=== 閱讀材料 ===

11月11日上午,因否認侵略戰爭而被撤職的前航空幕僚長田母神俊雄在參院防衛委員會接受質詢時,態度強硬地堅持自身主張,稱不認為自己的論文"有任何錯誤"。

在一項民間主辦的有獎徵文活動中,日本前航空幕僚長(航空自衛隊最高指揮官)田母神俊雄發表了題為《日本曾是侵略國家嗎?》的論文,並獲得最優秀作品獎。在論文中,田母神認為過去對中國的侵略和在朝鮮半島的殖民統治是"按條約行事",說"我國是被蔣介石拖入日中戰爭的受害者",並主張"認為我國是侵略國家,這真是冤枉"。

論文事實上還要求修改政府憲法解釋所禁止的"允許行使集體自衛權",並指責限制使用武器和禁止持有攻擊性武器是"(東京審判的)精神控制"。

田母神的這些主張公然違背日本政府的立場。防衛省在論文公開發表的10月31日將其撤職,並於11月3日讓其退休。

接受質詢

11月11日,日本參院外交防衛委員會舉行聽證會傳喚前航空幕僚長田母神俊雄接受質詢。

田母神在參院答疑時,以"自衛官當然也應該擁有言論自由"為理由替自己辯護,認為自己沒有任何過錯,"用政府見解來限制言論才不正常"。對於其在論文中稱應該允許行使集體自衛權的見解,田母神再次主張應該修改憲法第九條。

現已查明,向該徵文投稿的航空自衛官的人數多達94人。田母神在參院答疑時否認曾參與組織航空自衛隊的隊員參加徵文投稿,也並未接受過組織徵文的民間企業所提供的資金。

=== 資料列表 ===

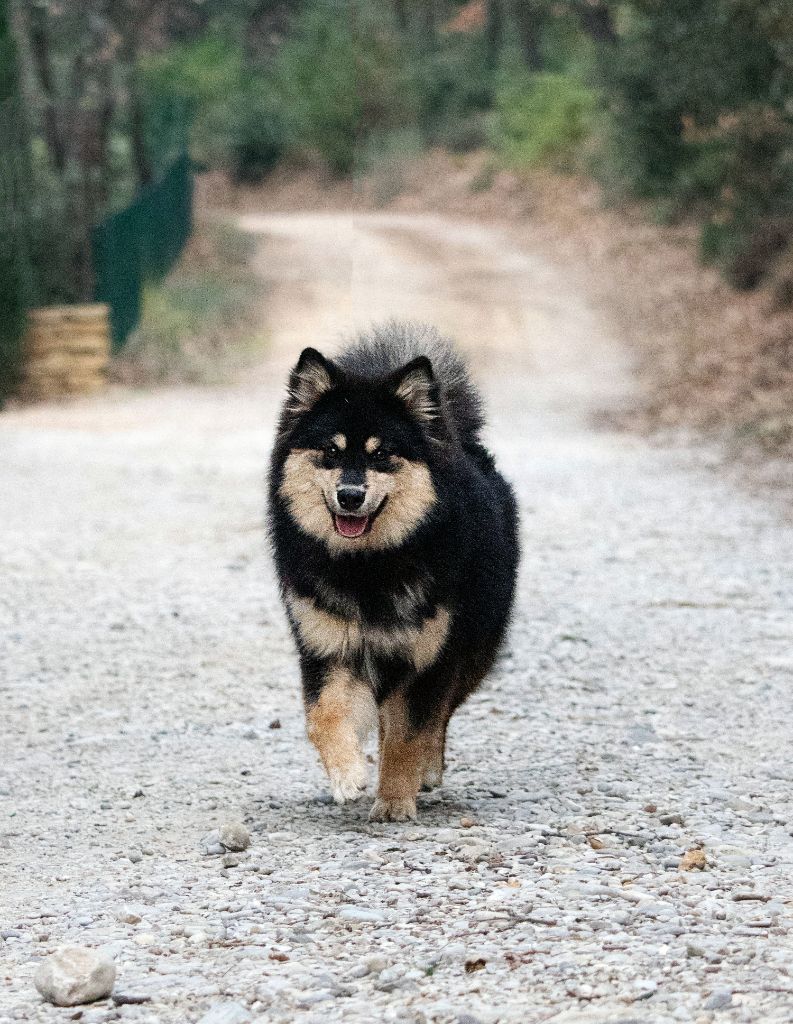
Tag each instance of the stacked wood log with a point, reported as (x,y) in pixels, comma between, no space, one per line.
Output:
(67,350)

===

▶ _練習活動_
1. 請逐字抄錄關於田母神俊雄的報導中從"11月11日上午,因否認侵略"到"再次主張應該修改憲法第九條。"的那一段。
2. 關於田母神俊雄的報導中出現了哪些日期?請全部列出。
3. 請從關於田母神俊雄的報導最後一句之後接著往下續寫。

▶ _參考答案_
1.
11月11日上午,因否認侵略戰爭而被撤職的前航空幕僚長田母神俊雄在參院防衛委員會接受質詢時,態度強硬地堅持自身主張,稱不認為自己的論文"有任何錯誤"。

在一項民間主辦的有獎徵文活動中,日本前航空幕僚長(航空自衛隊最高指揮官)田母神俊雄發表了題為《日本曾是侵略國家嗎?》的論文,並獲得最優秀作品獎。在論文中,田母神認為過去對中國的侵略和在朝鮮半島的殖民統治是"按條約行事",說"我國是被蔣介石拖入日中戰爭的受害者",並主張"認為我國是侵略國家,這真是冤枉"。

論文事實上還要求修改政府憲法解釋所禁止的"允許行使集體自衛權",並指責限制使用武器和禁止持有攻擊性武器是"(東京審判的)精神控制"。

田母神的這些主張公然違背日本政府的立場。防衛省在論文公開發表的10月31日將其撤職,並於11月3日讓其退休。

接受質詢

11月11日,日本參院外交防衛委員會舉行聽證會傳喚前航空幕僚長田母神俊雄接受質詢。

田母神在參院答疑時,以"自衛官當然也應該擁有言論自由"為理由替自己辯護,認為自己沒有任何過錯,"用政府見解來限制言論才不正常"。對於其在論文中稱應該允許行使集體自衛權的見解,田母神再次主張應該修改憲法第九條。

2. 11月11日、10月31日、11月3日

3.
但是據此間媒體報道,現已查明航空自衛隊教育科曾發傳真通知各部隊徵文一事,作為航空自衛隊最高指揮官的田母神參與有組織地動員投稿的嫌疑很大。

因在二戰期間未能阻止軍部打著"天皇統帥權"的幌子為所欲為,戰敗後制定的日本現行憲法中規定,首相及內閣成員必須是文官,國防事務屬於內閣的行政權,首相代表內閣對自衛隊擁有最高指揮權。

不轉播

此次自衛隊現役高級軍官公然發表與政府立場相左的言論,有可能動搖自衛隊"文官統制"原則,因此引起日本國內外的廣泛警惕。

為了防止參院召集的聽證會變成田母神公開宣揚其個人見解的場所,執政黨和在野黨達成不通過日本放送協會NHK實況轉播聽證會的共識。通過互聯網的實況轉播則因點擊人數過多而難以接通。

民主黨等在野黨已決定徹底追究在此事件中政府所應承擔的人事任命責任。而持保守立場的《產經新聞》則於11日在廣告頁中全文刊登了田母神俊雄引發風波的論文。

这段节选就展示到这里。